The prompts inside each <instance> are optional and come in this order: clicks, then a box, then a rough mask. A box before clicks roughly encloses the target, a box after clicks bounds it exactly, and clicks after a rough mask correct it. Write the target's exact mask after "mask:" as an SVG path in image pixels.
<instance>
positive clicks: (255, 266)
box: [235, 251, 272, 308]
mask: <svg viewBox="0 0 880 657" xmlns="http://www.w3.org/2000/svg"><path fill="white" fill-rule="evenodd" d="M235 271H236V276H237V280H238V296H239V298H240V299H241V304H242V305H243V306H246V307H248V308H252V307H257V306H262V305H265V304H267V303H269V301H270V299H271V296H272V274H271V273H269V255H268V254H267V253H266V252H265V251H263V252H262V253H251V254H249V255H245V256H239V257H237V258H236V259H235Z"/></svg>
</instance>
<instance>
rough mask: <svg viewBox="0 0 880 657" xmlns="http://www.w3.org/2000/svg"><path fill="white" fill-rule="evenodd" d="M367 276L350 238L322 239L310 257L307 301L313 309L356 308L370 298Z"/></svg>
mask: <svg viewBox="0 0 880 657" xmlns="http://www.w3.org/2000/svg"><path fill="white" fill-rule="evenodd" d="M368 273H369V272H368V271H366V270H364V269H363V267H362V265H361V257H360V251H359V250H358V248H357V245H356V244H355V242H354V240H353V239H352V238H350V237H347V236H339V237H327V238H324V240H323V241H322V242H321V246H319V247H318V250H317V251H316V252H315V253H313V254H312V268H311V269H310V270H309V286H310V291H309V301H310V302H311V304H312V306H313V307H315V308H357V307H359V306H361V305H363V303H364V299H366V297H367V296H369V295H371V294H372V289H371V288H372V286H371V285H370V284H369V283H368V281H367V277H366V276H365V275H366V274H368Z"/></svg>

================================

REQUIREMENT: Rewrite all of the lines above, replacing every "rough mask" with "coarse mask" and keeping everything else the same.

SOLUTION:
The prompts inside each <instance> are optional and come in this order: clicks, then a box, then a coarse mask. A box before clicks roughly encloses the target, a box after clicks bounds it exactly, and clicks after a coarse mask correct it. Write the target's exact mask after "mask:" as an SVG path in image pixels.
<instance>
positive clicks: (255, 266)
box: [235, 251, 272, 308]
mask: <svg viewBox="0 0 880 657" xmlns="http://www.w3.org/2000/svg"><path fill="white" fill-rule="evenodd" d="M235 271H236V276H237V280H238V296H239V298H240V299H241V304H242V305H243V306H246V307H248V308H252V307H257V306H262V305H265V304H267V303H269V301H270V299H271V296H272V274H271V273H269V255H268V254H267V253H266V252H265V251H263V252H262V253H251V254H249V255H245V256H239V257H237V258H236V259H235Z"/></svg>
</instance>
<instance>
coarse mask: <svg viewBox="0 0 880 657" xmlns="http://www.w3.org/2000/svg"><path fill="white" fill-rule="evenodd" d="M367 276L350 238L322 239L310 257L307 301L313 309L356 308L370 298Z"/></svg>
mask: <svg viewBox="0 0 880 657" xmlns="http://www.w3.org/2000/svg"><path fill="white" fill-rule="evenodd" d="M368 273H369V272H368V271H366V270H364V269H363V267H362V265H361V257H360V251H359V250H358V248H357V245H356V244H355V242H354V240H353V239H352V238H350V237H347V236H339V237H327V238H324V240H323V241H322V242H321V246H319V247H318V250H317V251H316V252H315V253H313V254H312V268H311V269H310V270H309V286H310V291H309V301H310V302H311V304H312V306H313V307H315V308H357V307H359V306H361V305H363V303H364V299H366V297H367V296H369V295H371V294H372V289H371V288H372V286H371V285H370V284H369V283H368V281H367V277H366V276H365V275H366V274H368Z"/></svg>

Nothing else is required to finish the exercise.